**SUPPLIED TEXT:**

******************************

“Lockdown brings great opportunity to focus on local talent” – Sunder Iyer

The following column has been written by Mr. Sunder Iyer – Secretary of the Maharashtra Lawn Tennis Association(MSLTA) and Manager of the Indian Davis Cup Team

As Covid-19 strikes the world and the global citizen tries to fight to stay alive and think about the next steps to survive, sports plays an integral role in the survival plan.

Every country fighting this deadly pandemic realises that improving immunity amongst its citizens is the way to fight the deadly virus. Many of the European countries have got their sporting business back on track and started its activities.

One European friend told me that a lot of Europeans came out of this pandemic fast due to high immune systems built over the years playing sports, investments in health care systems, routine testing of themselves and more importantly, the outdoor activity that every person underwent and has now cultivated as a habit.

Indian Sport, which seemed to have found its wings and was ready for a long flight, unfortunately has its wings cut due to this pandemic. The machine that was racing has suddenly found its speed halted on spot.

******************************

**INFORMATION SHOWN:**
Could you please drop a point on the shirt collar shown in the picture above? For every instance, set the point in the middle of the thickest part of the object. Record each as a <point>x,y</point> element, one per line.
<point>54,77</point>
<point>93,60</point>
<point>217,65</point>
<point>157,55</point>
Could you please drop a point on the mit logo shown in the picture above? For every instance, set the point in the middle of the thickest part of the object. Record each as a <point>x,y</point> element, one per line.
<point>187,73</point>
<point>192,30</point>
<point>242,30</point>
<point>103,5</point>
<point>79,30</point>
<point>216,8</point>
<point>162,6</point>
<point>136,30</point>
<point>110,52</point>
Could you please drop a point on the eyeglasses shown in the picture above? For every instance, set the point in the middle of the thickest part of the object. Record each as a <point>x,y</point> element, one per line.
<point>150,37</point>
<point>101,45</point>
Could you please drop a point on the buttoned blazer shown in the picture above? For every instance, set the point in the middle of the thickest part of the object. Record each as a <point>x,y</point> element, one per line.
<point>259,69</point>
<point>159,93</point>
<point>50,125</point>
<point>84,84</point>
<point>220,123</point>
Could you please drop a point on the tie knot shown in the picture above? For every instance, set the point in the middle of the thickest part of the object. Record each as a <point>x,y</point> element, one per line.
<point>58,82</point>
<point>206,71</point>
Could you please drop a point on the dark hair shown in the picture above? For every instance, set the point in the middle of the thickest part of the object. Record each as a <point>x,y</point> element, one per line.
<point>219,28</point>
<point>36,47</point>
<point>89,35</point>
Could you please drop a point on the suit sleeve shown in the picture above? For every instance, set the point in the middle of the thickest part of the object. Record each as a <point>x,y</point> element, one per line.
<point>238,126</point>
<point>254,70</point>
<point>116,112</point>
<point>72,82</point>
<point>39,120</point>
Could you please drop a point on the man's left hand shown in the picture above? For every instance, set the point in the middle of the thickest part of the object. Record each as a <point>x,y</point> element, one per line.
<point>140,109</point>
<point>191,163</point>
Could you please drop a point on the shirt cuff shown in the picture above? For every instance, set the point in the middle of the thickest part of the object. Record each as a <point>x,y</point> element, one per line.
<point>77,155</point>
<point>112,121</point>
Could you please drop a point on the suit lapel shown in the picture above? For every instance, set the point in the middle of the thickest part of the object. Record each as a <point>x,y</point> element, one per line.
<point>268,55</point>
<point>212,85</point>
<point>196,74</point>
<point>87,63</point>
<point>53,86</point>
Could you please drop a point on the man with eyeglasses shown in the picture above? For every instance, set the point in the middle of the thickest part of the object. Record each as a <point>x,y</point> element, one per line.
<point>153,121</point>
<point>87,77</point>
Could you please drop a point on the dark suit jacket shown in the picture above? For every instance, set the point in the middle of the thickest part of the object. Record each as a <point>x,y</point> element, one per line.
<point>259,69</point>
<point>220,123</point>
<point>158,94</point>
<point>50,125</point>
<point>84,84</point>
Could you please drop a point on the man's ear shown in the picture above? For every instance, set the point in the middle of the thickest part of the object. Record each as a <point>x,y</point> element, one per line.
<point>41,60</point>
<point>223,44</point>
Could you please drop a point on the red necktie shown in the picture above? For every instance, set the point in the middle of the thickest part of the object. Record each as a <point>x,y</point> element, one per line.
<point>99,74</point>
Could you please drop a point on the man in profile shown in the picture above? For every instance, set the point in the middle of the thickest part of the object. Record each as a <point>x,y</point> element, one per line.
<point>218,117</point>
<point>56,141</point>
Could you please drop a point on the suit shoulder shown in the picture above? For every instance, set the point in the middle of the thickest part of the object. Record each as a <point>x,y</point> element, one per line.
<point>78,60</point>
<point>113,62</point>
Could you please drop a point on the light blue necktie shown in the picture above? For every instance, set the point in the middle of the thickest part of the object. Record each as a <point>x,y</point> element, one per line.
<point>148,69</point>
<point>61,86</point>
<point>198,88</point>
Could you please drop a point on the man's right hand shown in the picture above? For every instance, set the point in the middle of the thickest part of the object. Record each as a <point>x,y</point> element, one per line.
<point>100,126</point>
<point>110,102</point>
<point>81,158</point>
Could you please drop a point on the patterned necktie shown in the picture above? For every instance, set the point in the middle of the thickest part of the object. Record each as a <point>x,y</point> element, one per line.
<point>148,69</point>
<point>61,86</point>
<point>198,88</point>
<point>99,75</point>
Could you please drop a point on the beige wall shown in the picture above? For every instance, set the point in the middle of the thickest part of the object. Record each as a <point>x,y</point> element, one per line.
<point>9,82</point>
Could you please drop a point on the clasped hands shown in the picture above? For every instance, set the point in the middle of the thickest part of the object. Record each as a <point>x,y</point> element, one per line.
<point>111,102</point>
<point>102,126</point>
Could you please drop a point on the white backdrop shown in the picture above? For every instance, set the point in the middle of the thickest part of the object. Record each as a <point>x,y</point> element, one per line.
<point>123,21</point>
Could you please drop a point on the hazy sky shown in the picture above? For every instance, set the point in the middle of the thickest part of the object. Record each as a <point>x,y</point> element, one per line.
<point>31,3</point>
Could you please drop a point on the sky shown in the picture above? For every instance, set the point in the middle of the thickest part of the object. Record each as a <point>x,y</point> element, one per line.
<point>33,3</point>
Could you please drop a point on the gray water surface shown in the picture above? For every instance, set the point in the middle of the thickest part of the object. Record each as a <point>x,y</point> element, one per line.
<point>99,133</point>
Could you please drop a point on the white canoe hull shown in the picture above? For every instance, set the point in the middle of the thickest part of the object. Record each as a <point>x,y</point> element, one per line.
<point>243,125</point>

******************************

**REQUIREMENT A:**
What two roles does Sunder Iyer hold, according to the column?
**REQUIREMENT B:**
Write out the stretch of the column from "One European friend" through "as a habit.", word for word.
For what follows, rely only on the column, not on the material.

**TASK RESULT A:**
He is Secretary of the Maharashtra Lawn Tennis Association (MSLTA) and Manager of the Indian Davis Cup Team.

**TASK RESULT B:**
One European friend told me that a lot of Europeans came out of this pandemic fast due to high immune systems built over the years playing sports, investments in health care systems, routine testing of themselves and more importantly, the outdoor activity that every person underwent and has now cultivated as a habit.